◆ Aim A ◆
Answer these questions from the assignment text:
(i) Which file should hold the prototype of doParenthesisMatch()?
(ii) In the pseudo-code, what is the answer when the character is ')' and the stack is empty?
(iii) What output does the table give for the sequence IDIDII?

◆ Page extract ◆
* * * * * * * * *
In the second task, we will write a function that will check if a string of parenthesis is matching. This will be a regular C/C++ function (it is not a member of any of the Stack classes). You should put the function prototype in the stack-functions.hpp file, and the implementation of this function in stack-functions.cpp. This function takes a string as its input parameter, and it returns a bool boolean result of true or false. Strings will be given to the function of the format "(()((())))", using only opening "(" and closing ")" parenthesis. Your function should be named doParenthesisMatch().

The algorithm to check for matching parenthesis using a stack is fairly simple. A pseudo-code description might be

for each charcter c in expression
do
    if c is an open paren '('
        push it on stack

    if c is a close paren ')':
    then
        if stack is empty
            answer is false, because we can't match the current ')'

        else
            pop stack, because we just matched an open '(' with a close ')'
    endif
done

Your function will be given a C++ string class as input. It is relatively simple to parse each character of a C++ string. Here is an example for loop to do this:

s = "(())";
for (size_t index = 0; index < s.length(); index++)
{
    char c = s[index];

    // handle char c of the string expression s here
}

Once you are satisfied with your function and you are passing the tests in test-stack-functions.cpp, commit your work and push it to the Feedback pull request of your GitHub repository.

Task 3: Implement decodeIDSequence() Function

In task 3, we will also write a regular C/C++ function. This function will decode a string expression. Given a sequence consisting of 'I' and 'D' characters, where 'I' denotes increasing and 'D' denotes decreasing, decode the given sequence to construct a "minimum number" without repeated digits.

An example of some inputs and outputs will make it clear what is meant by a "minimal number".

Sequence		Output
IIII	$\rightarrow$	12345
DDDD	$\rightarrow$	54321
ID	$\rightarrow$	132
IDIDII	$\rightarrow$	1325467
IIDDIDID	$\rightarrow$	125437698

If you are given 4 characters in the input sequence, the result will be a number with 5 characters, and further only the digits '12345' would be in the "minimal number" output. Each 'I' and 'D' in the input denotes that the next digit in the output should go up (increase) or go down (decrease) respectively. As you can see for the input sequence "IDI" you have to accommodate the sequence, thus the output goes from 1 to 3 for the initial increase, because in order to then decrease, and also only use the digits '123', we need 3 for the second digit so the third can decrease to 2.
* * * * * * * * *
◆ Stored data ◆
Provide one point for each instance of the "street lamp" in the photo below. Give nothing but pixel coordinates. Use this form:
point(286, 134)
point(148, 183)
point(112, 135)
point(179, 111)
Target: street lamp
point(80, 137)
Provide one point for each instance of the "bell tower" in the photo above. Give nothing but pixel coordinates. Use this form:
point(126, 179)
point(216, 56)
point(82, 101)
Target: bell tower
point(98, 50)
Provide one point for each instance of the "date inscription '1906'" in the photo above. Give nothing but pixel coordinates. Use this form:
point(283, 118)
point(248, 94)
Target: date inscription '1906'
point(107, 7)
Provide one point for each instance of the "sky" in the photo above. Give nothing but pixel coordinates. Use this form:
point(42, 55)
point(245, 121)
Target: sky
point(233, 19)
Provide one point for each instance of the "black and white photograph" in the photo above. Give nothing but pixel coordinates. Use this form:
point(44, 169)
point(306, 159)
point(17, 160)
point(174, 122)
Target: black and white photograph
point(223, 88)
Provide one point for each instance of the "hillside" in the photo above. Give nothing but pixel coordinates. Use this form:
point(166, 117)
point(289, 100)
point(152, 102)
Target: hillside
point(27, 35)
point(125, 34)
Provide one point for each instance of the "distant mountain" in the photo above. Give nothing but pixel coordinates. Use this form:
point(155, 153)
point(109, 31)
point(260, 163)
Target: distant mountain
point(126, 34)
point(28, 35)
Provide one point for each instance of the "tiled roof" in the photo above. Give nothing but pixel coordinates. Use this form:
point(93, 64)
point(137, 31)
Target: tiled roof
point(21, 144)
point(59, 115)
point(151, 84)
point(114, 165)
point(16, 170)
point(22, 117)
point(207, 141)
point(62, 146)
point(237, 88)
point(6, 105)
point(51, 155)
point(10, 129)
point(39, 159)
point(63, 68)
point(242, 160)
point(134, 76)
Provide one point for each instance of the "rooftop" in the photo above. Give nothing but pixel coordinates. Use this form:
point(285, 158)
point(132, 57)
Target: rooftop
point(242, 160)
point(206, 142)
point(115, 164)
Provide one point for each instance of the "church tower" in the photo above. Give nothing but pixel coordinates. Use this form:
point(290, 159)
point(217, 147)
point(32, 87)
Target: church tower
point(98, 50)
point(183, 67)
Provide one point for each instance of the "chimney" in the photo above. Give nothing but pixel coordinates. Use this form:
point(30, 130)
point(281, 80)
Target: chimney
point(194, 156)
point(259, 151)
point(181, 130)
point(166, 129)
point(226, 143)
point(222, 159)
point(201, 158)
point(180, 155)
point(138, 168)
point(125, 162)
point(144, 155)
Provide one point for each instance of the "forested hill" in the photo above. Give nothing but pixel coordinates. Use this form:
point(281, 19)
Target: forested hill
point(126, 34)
* * * * * * * * *
◆ Aim B ◆
Return each line of the records that contains the string "form", copied without changes.

◆ Solution A ◆
(i) stack-functions.hpp
(ii) false
(iii) 1325467

◆ Solution B ◆
Provide one point for each instance of the "street lamp" in the photo below. Give nothing but pixel coordinates. Use this form:
Provide one point for each instance of the "bell tower" in the photo above. Give nothing but pixel coordinates. Use this form:
Provide one point for each instance of the "date inscription '1906'" in the photo above. Give nothing but pixel coordinates. Use this form:
Provide one point for each instance of the "sky" in the photo above. Give nothing but pixel coordinates. Use this form:
Provide one point for each instance of the "black and white photograph" in the photo above. Give nothing but pixel coordinates. Use this form:
Provide one point for each instance of the "hillside" in the photo above. Give nothing but pixel coordinates. Use this form:
Provide one point for each instance of the "distant mountain" in the photo above. Give nothing but pixel coordinates. Use this form:
Provide one point for each instance of the "tiled roof" in the photo above. Give nothing but pixel coordinates. Use this form:
Provide one point for each instance of the "rooftop" in the photo above. Give nothing but pixel coordinates. Use this form:
Provide one point for each instance of the "church tower" in the photo above. Give nothing but pixel coordinates. Use this form:
Provide one point for each instance of the "chimney" in the photo above. Give nothing but pixel coordinates. Use this form:
Provide one point for each instance of the "forested hill" in the photo above. Give nothing but pixel coordinates. Use this form:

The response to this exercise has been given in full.